INSTRUCTIONS TO FOLLOW: Rewrite the lines below, from the one containing "Detect every instance of window" through the end, with each answer's box coordinates multiplied by 1.35 and rounded to whole numbers, halves rounded up. Copy all remaining lines unchanged, and return only this range.

SUPPLIED RECORDS:
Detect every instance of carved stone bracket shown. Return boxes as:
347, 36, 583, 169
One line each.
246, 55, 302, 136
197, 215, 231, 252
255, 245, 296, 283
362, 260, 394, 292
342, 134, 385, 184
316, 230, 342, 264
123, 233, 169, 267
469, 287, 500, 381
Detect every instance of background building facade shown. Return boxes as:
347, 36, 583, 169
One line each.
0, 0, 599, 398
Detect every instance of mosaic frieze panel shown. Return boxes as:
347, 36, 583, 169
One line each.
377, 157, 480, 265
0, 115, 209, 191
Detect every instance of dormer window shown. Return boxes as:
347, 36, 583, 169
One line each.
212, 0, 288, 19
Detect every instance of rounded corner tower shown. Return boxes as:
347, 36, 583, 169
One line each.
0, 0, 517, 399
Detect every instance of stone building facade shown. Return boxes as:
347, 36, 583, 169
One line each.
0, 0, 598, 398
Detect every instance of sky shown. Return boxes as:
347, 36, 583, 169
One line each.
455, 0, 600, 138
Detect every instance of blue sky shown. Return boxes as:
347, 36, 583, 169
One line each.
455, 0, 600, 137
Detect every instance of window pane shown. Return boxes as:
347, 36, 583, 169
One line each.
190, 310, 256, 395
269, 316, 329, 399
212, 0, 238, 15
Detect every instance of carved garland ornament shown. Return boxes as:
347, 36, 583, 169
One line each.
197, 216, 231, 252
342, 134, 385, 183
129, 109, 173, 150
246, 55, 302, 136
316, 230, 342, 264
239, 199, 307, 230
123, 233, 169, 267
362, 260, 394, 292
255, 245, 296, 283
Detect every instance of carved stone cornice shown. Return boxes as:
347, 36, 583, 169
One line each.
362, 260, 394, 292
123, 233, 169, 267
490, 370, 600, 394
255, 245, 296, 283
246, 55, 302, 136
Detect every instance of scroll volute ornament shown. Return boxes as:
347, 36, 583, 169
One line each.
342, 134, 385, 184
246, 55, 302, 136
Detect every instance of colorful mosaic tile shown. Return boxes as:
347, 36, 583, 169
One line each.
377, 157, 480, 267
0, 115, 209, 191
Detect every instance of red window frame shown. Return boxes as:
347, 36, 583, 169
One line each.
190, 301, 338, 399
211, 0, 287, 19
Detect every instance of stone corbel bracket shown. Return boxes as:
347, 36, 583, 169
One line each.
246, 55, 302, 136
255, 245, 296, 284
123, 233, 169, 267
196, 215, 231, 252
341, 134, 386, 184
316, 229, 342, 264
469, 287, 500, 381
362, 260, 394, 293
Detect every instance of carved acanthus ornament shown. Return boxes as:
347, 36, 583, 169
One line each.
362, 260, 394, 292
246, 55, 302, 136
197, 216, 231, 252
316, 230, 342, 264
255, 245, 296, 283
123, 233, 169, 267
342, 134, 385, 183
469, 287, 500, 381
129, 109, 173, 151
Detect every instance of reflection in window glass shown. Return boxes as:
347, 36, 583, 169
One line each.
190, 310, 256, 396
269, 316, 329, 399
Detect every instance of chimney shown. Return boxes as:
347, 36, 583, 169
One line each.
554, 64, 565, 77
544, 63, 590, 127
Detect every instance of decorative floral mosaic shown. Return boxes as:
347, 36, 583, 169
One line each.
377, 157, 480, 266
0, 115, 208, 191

EXPECTED OUTPUT:
Detect every instance of window pane shown. Return boxes as:
347, 36, 583, 169
One line each.
257, 419, 346, 533
363, 427, 444, 539
286, 0, 321, 20
Detect every instance of carved garland ornament shown. Return boxes as:
347, 36, 583, 169
One line each.
266, 292, 312, 340
462, 181, 520, 247
174, 147, 234, 203
332, 74, 408, 184
427, 311, 462, 356
323, 269, 414, 311
166, 315, 228, 360
489, 351, 532, 394
344, 331, 400, 382
Detect every instance of carved stone cornice shown. Return boxes as:
347, 36, 583, 169
One line each.
489, 351, 532, 394
166, 315, 228, 360
662, 500, 810, 532
344, 331, 400, 382
332, 74, 408, 184
Detect every instance of scroll volute ornament shown. Return boxes as:
347, 36, 583, 169
One line each.
462, 181, 520, 248
332, 74, 408, 184
Detect every instance of colorful mosaic tile shown. Return boxes as:
347, 36, 583, 169
One line each.
509, 212, 648, 360
0, 155, 282, 258
Detect every instance of red window frame shown. Return boxes as:
347, 36, 583, 169
One line each.
257, 406, 456, 539
285, 0, 387, 26
Detect every instance of stone corbel bracket shown. Return boxes as:
347, 36, 583, 169
One line each.
332, 74, 408, 184
344, 331, 400, 383
166, 315, 228, 360
265, 290, 312, 340
460, 181, 521, 248
427, 309, 462, 356
633, 387, 675, 514
489, 351, 532, 396
Detect every instance of carved acanthus ornament shown. Return boxes as:
347, 36, 583, 169
One line each.
489, 351, 532, 394
332, 74, 408, 184
266, 292, 312, 340
427, 311, 462, 356
344, 331, 400, 382
166, 315, 228, 360
462, 181, 520, 247
633, 387, 675, 514
174, 147, 234, 204
Detect every instance of reflection in window glass shown. Return boxes as:
347, 36, 583, 169
One line each.
257, 419, 346, 535
363, 427, 444, 539
Detect every instance of chimney shown. Return boxes as:
347, 36, 583, 169
One line each.
748, 86, 763, 104
734, 85, 797, 171
Detect every instance of decorative floral mosaic shown. Return boxes as:
347, 36, 583, 169
One line each.
509, 212, 648, 359
0, 155, 281, 258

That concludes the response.